DOCUMENT ▸
A Turkish shopkeeper's goods never project
into the road; he has no outside counter, like our
vendors of old books; he has no old clothes and
regimentals fluttering obtrusively in a bankrupt,
suicide way at his outer doors. His little quiet
shop is flush with the roadside wall, and, sell he
mouthpieces of pipes, clogs for the bath-room, or
fez caps, they are all kept inside the little bin of
a shop, on the floor of which, and at the entrance
of which, sits the Turk, the master, with his red
slippers before him.

Tired of travellers' generalities, and really
wishing to paint truly, brightly, and minutely
what I see, I yet know scarcely how to convey a
thorough impression of Turkish shops. Whether
I will or no, I must do it partly by negatives.
They are not enormous cleared-out ground floors
of dwelling houses, as in London, but rather
cobbler-like, one-storied covered stalls, where
lurks a turbaned quiet man, aided by a black-
eyed Greek, or fat brown Armenian boy, who,
to prevent the good phlegmatic man using his
legs, get down from shelves, or from the inner
vaulted bin, the striped silks, the sandal wood
beads, the aloes wood, the hippopotamus hide
whips, the spongy bath towels, or whatever it
may be you want.

You could, I found, hardly imagine a man
going to cheat you who was in no hurry to get
down his gold striped cloths, who requested
you to tuck up your legs on his counter, who sent
out for lemonade or sherbet, or called for pipes and
coffee. I used always to think, when I coiled
myself up to buy some small trifle (a little red pipe
bowl, or a pair of slippers, starred with seed
pearl), that Mustapha treated me more like some
bearded Arabian merchant who had come to
spend a month with him, than a "loafing"

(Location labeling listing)
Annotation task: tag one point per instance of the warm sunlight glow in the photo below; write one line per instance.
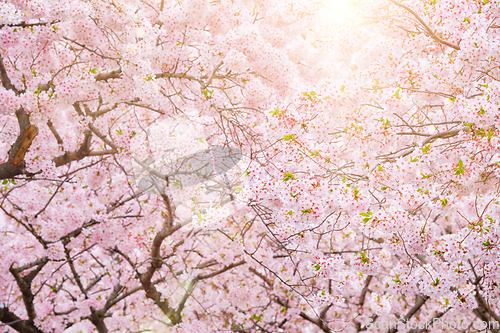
(335, 12)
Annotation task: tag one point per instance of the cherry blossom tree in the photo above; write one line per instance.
(245, 166)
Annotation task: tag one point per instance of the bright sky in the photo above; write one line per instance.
(337, 11)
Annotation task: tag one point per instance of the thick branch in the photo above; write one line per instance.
(24, 284)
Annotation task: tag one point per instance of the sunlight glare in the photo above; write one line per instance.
(337, 12)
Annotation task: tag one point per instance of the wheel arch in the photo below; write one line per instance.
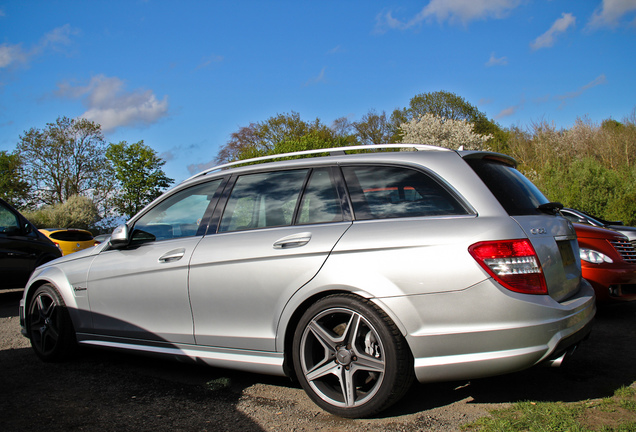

TASK REQUIREMENTS ▸
**1.** In the passage on Turkish shops, where does the Turk, the master, sit?
**2.** Print the passage on Turkish shops from "They are not" to "be you want.".

EXPECTED RESULTS ▸
**1.** He sits on the floor of the shop, at its entrance, with his red slippers before him.

**2.**
They are not enormous cleared-out ground floors
of dwelling houses, as in London, but rather
cobbler-like, one-storied covered stalls, where
lurks a turbaned quiet man, aided by a black-
eyed Greek, or fat brown Armenian boy, who,
to prevent the good phlegmatic man using his
legs, get down from shelves, or from the inner
vaulted bin, the striped silks, the sandal wood
beads, the aloes wood, the hippopotamus hide
whips, the spongy bath towels, or whatever it
may be you want.